Description of the task:
Return every line of the data below that contains the word "glass", copying each line in full.

>> START Supplied entries

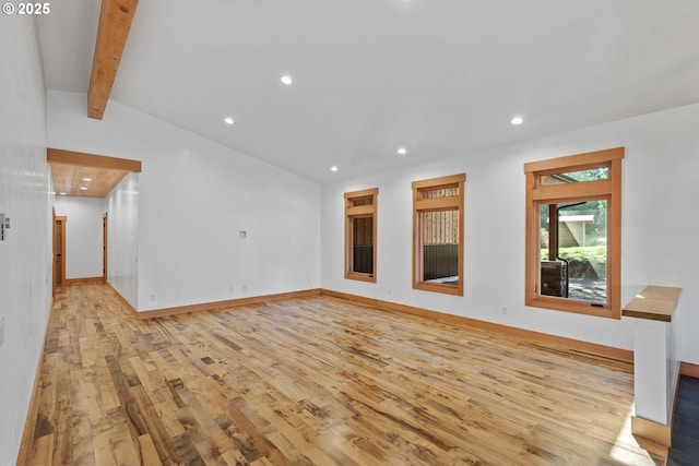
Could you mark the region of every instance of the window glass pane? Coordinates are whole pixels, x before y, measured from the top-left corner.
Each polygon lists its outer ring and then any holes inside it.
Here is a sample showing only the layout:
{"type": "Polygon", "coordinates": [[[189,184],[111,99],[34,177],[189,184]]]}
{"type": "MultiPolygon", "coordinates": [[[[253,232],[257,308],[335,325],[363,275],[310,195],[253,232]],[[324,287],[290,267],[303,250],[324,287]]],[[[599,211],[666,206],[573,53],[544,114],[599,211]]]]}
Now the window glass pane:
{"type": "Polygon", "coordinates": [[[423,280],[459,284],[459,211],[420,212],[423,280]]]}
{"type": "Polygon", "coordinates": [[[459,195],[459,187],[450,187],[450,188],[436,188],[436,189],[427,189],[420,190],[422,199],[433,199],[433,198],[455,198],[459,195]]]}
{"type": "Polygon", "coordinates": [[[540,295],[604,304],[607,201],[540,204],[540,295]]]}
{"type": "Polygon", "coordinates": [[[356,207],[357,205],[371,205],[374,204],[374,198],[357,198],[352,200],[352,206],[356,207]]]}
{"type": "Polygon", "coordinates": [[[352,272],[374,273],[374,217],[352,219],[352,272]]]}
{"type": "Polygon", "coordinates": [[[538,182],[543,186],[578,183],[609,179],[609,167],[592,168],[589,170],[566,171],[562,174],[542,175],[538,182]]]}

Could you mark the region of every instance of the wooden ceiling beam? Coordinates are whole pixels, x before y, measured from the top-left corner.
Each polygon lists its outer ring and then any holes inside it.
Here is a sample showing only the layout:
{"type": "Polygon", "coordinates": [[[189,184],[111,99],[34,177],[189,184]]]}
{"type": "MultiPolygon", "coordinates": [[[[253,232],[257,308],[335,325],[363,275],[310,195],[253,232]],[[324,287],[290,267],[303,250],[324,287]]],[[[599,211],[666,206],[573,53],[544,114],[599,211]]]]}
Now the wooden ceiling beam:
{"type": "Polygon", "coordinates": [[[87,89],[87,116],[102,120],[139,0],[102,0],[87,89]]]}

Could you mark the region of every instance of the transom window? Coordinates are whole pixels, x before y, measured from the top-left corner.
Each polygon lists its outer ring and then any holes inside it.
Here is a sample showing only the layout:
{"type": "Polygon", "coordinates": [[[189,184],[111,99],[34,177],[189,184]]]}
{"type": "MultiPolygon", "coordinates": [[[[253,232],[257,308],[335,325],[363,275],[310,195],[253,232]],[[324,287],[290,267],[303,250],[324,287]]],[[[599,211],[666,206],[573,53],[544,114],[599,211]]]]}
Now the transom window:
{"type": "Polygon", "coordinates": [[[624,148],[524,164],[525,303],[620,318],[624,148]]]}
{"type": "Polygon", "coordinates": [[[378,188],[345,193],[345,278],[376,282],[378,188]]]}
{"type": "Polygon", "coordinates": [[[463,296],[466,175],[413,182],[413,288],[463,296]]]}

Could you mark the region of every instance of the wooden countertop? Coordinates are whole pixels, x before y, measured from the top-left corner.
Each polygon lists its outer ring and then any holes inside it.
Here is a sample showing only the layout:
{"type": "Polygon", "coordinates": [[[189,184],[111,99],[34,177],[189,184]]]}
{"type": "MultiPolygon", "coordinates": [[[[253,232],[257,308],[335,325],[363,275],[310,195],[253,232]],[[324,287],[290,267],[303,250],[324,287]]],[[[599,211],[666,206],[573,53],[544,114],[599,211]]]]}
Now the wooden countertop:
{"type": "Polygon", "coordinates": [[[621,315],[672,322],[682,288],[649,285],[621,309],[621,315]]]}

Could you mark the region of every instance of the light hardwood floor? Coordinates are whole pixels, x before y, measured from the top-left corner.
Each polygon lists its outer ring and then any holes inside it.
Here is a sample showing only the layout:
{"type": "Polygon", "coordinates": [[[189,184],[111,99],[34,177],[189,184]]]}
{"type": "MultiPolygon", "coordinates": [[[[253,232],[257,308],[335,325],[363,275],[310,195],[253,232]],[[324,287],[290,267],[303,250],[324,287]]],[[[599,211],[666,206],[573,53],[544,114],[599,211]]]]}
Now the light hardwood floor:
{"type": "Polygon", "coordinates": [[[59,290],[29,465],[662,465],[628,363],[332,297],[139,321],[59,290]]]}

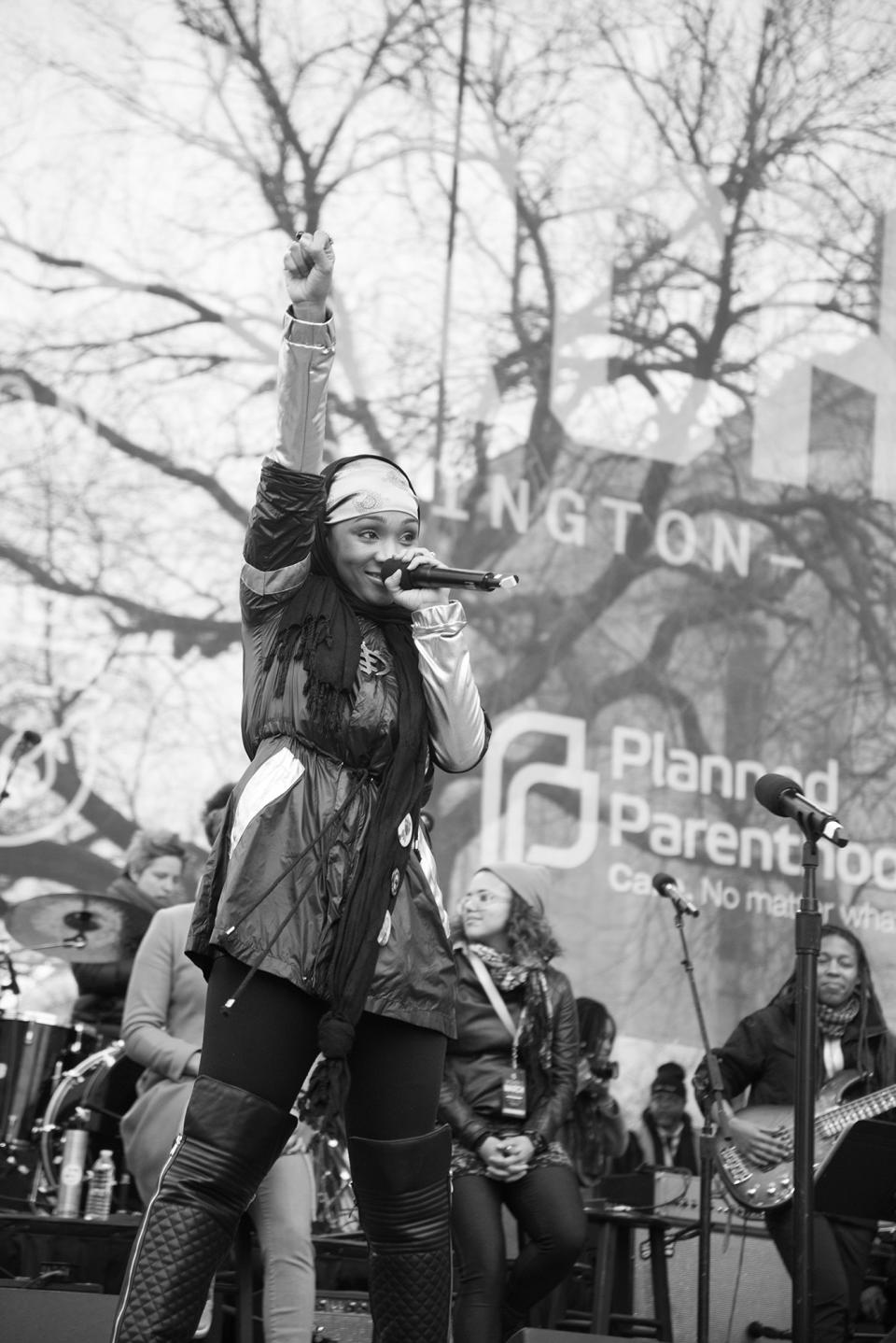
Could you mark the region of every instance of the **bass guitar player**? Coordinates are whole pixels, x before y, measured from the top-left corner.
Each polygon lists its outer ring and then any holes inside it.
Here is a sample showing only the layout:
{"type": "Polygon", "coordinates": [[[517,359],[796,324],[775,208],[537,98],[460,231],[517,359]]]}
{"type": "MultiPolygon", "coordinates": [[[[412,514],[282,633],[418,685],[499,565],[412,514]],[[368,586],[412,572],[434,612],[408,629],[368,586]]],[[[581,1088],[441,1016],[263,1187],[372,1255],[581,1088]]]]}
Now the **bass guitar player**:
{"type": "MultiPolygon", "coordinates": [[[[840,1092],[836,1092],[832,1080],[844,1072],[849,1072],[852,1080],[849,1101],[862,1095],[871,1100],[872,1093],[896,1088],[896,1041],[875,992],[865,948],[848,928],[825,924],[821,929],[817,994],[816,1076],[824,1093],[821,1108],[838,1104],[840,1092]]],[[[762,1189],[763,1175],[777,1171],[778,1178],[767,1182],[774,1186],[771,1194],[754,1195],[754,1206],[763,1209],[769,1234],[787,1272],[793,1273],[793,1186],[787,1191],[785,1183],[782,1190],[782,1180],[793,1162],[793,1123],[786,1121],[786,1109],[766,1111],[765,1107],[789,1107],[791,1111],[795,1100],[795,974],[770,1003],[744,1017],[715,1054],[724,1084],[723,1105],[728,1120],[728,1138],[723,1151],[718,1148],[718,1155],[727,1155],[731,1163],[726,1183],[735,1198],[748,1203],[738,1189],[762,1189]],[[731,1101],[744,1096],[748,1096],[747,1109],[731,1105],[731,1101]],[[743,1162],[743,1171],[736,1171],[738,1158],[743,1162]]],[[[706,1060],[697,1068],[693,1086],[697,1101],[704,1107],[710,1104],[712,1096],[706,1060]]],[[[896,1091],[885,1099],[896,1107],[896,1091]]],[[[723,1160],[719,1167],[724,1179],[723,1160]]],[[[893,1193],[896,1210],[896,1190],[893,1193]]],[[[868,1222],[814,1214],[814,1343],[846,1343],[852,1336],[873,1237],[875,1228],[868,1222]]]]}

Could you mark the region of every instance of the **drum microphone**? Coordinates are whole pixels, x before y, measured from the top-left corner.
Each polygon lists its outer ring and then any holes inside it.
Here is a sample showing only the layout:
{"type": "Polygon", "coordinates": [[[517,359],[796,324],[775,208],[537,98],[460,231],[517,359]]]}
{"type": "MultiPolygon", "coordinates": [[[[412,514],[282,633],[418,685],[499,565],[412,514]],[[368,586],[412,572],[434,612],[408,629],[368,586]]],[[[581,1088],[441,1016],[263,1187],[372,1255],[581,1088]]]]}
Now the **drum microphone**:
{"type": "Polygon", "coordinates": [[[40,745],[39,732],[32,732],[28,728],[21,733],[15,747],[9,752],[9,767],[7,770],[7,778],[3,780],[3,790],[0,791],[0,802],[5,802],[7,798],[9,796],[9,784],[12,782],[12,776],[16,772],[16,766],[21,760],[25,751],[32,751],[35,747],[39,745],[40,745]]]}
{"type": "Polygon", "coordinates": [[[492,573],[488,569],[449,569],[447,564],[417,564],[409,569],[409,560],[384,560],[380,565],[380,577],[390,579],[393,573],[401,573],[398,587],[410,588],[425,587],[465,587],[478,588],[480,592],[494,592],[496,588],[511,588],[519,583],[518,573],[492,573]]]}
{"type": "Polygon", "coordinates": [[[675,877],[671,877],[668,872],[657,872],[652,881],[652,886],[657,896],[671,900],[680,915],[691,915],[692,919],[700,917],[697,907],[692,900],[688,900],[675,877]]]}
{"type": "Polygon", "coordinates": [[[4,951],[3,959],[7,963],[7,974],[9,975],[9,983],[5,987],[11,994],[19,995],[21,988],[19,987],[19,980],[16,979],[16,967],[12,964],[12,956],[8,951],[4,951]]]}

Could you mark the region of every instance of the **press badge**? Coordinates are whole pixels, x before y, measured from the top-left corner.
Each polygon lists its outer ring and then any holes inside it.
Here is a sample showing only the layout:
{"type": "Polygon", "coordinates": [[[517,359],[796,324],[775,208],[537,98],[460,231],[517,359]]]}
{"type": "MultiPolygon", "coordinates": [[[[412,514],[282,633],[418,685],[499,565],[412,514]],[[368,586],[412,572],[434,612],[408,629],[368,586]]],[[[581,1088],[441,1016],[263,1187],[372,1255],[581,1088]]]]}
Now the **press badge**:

>> END Supplied entries

Correct output:
Could you mark the region of every instance of the window glass pane? Coordinates are whole pixels, x before y, measured from the top-left corner.
Now the window glass pane:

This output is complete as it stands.